# [WHAT YOU WILL DO]
1. From the Heat draft article below, copy the stretch from "MIAMI (AP) —" through "next two seasons.".
2. Condense the paragraph of the Heat draft article below that begins "So on draft day," keeping its main facts.

MIAMI (AP) — With the No. 27 pick in the NBA draft, the Miami Heat got another first-rounder for down the road and a bit of financial flexibility as an added bonus.
The newly crowned NBA champions grabbed Mississippi State forward Arnett Moultrie with their lone selection, then quickly traded him to Philadelphia for a future first-round pick and the rights to the 76ers’ second-round selection. Philadelphia took 7-foot forward Justin Hamilton of LSU at No. 45 with that pick.
By trading away the first-round selection, the Heat did not have to commit to any guaranteed contract, potentially saving about $1 million in payroll and an equal amount in salary tax for each of the next two seasons.
But Heat President Pat Riley said the decision to make a trade had “nothing to do with luxury tax.”
“The players that we had on the board were not there at the time and we felt we had a great option with Philly,” Riley said.
“We just felt that with our roster, roster spots are very valuable,” Riley added. “That was the reason why we deferred the pick.”
So on draft day, the biggest Heat news came from the player they drafted nine years ago. Dwyane Wade told USA Basketball that he will need surgery on his left knee and will not be able to play in next month’s London Olympics. Wade told The Associated Press that he expects to be recovered from the clean-up procedure in time to begin training camp with the Heat next fall.
“My knee has been an ongoing issue,” Wade wrote on Twitter late Thursday night, “and having surgery and time to re-coup is what I have to do.”
Wade said he made the decision after consulting with doctors. He also spoke about the prospect of surgery with Riley, who applauded Wade’s choice.

# [DATASET EXCERPTS]
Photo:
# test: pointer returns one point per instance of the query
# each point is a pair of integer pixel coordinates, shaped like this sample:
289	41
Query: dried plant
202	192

# [OUTPUTS FOR THE TASKS]
1.
MIAMI (AP) — With the No. 27 pick in the NBA draft, the Miami Heat got another first-rounder for down the road and a bit of financial flexibility as an added bonus.
The newly crowned NBA champions grabbed Mississippi State forward Arnett Moultrie with their lone selection, then quickly traded him to Philadelphia for a future first-round pick and the rights to the 76ers’ second-round selection. Philadelphia took 7-foot forward Justin Hamilton of LSU at No. 45 with that pick.
By trading away the first-round selection, the Heat did not have to commit to any guaranteed contract, potentially saving about $1 million in payroll and an equal amount in salary tax for each of the next two seasons.

2. The biggest Heat news on draft day concerned Dwyane Wade, whom the team drafted nine years earlier. He told USA Basketball that he needs surgery on his left knee and will miss next month's London Olympics. He also told The Associated Press that he expects to recover from the clean-up procedure in time for the Heat's training camp next fall.